- As suas tarefas:
(a) Enumere todos os autores mencionados pelo nome no texto sobre o universalismo.
(b) De acordo com o texto sobre o universalismo, que acontecimento voltou a pôr em causa os dados a partir dos quais esta questão pode ser discutida?
(c) Por favor, cite o trecho do texto sobre o universalismo que começa em "Chamamos querela do" e termina em "de forma directa.".

- Texto de origem:
-=-=-

Chamamos querela do universalismo em política a um dos pontos de tensão mais recorrentes nas discussões políticas – tanto a nível teórico como ao nível das políticas estatais e da acção colectiva – das duas últimas décadas. Argumentaremos que esta tensão está presente não apenas quando é explicitamente tomada como pomo da discórdia – como, por exemplo, na oposição recorrente entre formas políticas que se pretendem de alcance universal e as chamadas políticas de identidade, mas também em debates onde a questão do universalismo não é tematizada de forma directa.
Se nas últimas décadas do século XX prevaleceu a desconstrução do sujeito universal masculino branco e europeu como protagonista idealizado dos processos políticos assistiu-se, em contraponto, no início do século XX, à emergência de uma série de propostas teórico-políticas de carácter universalista que, procurando incorporar as críticas identitárias, visavam ultrapassá-las procurando repensar um sujeito da política universal, isto é, sem predicados identitários particulares. Alain Badiou e Jacques Rancière são alguns dos nomes próprios que podemos associar a estas propostas a que se deve juntar uma nova vitalidade, e visibilidade, de vários marxismos.
Argumentaremos que a crise do capitalismo global de 2008 veio de novo por em causa os dados a partir dos quais esta questão pode ser discutida, à medida que se tornam visíveis as linhas de divisão (raciais, de classe, de género, nacionais e outras) através das quais a crise se faz sentir. Procuraremos discutir, neste quadro, as propostas de refundação do universalismo provenientes de dois autores que procuram incorporar na sua noção de universalismo a desconstrução do universal e a valorizção da diferença: Antonio Negri e Étienne Balibar. Embora de modos diferentes cada um procura, a seu modo, conceber o universal fora de um quadro de generalidade e de busca de consenso, colocando-o antes do lado do antagonismo e do conflito. Tentaremos mostrar que ambas as propostas assentam numa concepção necessariamente deflacionada do que pode ser o projecto de emancipação.

-=-=-

Dados de indicação de regiões
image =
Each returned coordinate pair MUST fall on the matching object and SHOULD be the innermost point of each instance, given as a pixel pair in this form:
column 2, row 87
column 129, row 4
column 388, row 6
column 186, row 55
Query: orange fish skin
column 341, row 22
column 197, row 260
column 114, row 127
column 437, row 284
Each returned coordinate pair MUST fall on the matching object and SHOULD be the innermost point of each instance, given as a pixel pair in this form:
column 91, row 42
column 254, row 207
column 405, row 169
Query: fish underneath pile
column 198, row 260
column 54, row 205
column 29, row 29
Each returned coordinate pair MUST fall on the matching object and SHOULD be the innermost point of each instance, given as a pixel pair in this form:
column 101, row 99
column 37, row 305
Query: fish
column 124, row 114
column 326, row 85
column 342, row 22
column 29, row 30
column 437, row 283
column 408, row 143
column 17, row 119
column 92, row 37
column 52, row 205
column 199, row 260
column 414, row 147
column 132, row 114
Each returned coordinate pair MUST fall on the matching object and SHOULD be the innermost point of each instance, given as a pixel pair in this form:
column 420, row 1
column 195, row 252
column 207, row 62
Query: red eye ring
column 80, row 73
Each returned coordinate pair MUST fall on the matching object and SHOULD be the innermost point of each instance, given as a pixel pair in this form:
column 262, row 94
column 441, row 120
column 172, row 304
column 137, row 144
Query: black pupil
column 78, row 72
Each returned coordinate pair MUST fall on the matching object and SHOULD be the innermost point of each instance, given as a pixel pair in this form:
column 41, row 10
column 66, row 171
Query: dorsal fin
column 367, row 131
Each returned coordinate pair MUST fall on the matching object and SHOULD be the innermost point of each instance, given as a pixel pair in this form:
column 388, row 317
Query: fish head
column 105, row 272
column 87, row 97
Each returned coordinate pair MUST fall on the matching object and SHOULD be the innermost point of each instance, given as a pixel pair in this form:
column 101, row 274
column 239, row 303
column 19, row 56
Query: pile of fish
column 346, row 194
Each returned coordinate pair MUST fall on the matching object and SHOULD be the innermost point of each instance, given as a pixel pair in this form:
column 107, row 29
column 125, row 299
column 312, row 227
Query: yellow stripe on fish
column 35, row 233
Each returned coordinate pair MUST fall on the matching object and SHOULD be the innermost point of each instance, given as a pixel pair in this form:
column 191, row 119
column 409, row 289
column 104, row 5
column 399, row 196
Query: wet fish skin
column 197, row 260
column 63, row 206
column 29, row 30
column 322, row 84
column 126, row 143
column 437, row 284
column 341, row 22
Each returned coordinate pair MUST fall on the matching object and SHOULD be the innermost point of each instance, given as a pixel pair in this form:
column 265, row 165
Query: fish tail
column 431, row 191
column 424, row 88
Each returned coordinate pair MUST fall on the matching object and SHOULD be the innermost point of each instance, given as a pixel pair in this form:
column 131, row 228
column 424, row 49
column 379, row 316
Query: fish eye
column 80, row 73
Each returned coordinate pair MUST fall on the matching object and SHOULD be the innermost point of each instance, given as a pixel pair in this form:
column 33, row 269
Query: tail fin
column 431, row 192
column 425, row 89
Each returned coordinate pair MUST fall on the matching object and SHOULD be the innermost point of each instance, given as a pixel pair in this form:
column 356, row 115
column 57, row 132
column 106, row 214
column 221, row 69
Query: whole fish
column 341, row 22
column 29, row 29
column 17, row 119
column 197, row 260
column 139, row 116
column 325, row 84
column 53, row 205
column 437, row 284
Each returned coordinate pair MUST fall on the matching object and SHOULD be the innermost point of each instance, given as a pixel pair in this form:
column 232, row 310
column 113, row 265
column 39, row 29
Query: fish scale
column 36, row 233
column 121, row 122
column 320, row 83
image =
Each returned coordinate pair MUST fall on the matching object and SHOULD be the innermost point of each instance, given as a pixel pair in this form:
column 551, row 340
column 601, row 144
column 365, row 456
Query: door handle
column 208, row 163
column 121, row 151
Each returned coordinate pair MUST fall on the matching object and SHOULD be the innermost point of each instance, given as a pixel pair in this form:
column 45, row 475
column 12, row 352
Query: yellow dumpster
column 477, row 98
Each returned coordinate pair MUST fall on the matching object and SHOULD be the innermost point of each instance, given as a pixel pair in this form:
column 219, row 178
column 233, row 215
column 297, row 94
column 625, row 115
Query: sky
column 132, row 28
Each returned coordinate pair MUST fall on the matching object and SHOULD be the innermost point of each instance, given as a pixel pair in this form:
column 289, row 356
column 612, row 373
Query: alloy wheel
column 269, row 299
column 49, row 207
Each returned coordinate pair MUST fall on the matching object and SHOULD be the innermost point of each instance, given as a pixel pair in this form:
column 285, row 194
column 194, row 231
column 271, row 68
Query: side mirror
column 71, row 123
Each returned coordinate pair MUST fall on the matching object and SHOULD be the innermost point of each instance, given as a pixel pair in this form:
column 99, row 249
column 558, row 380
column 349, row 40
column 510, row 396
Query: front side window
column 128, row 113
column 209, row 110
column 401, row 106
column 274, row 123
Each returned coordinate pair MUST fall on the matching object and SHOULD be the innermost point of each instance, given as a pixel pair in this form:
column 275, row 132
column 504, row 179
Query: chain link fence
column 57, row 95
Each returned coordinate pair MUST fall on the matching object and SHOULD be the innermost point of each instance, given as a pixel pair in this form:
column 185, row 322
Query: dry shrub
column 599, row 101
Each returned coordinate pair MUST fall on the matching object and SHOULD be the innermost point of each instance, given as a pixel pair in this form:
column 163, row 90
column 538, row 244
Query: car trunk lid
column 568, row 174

-=-=-

- Respostas por ordem:
(a) Alain Badiou, Jacques Rancière, Antonio Negri, Étienne Balibar

(b) A crise do capitalismo global de 2008.

(c)
Chamamos querela do universalismo em política a um dos pontos de tensão mais recorrentes nas discussões políticas – tanto a nível teórico como ao nível das políticas estatais e da acção colectiva – das duas últimas décadas. Argumentaremos que esta tensão está presente não apenas quando é explicitamente tomada como pomo da discórdia – como, por exemplo, na oposição recorrente entre formas políticas que se pretendem de alcance universal e as chamadas políticas de identidade, mas também em debates onde a questão do universalismo não é tematizada de forma directa.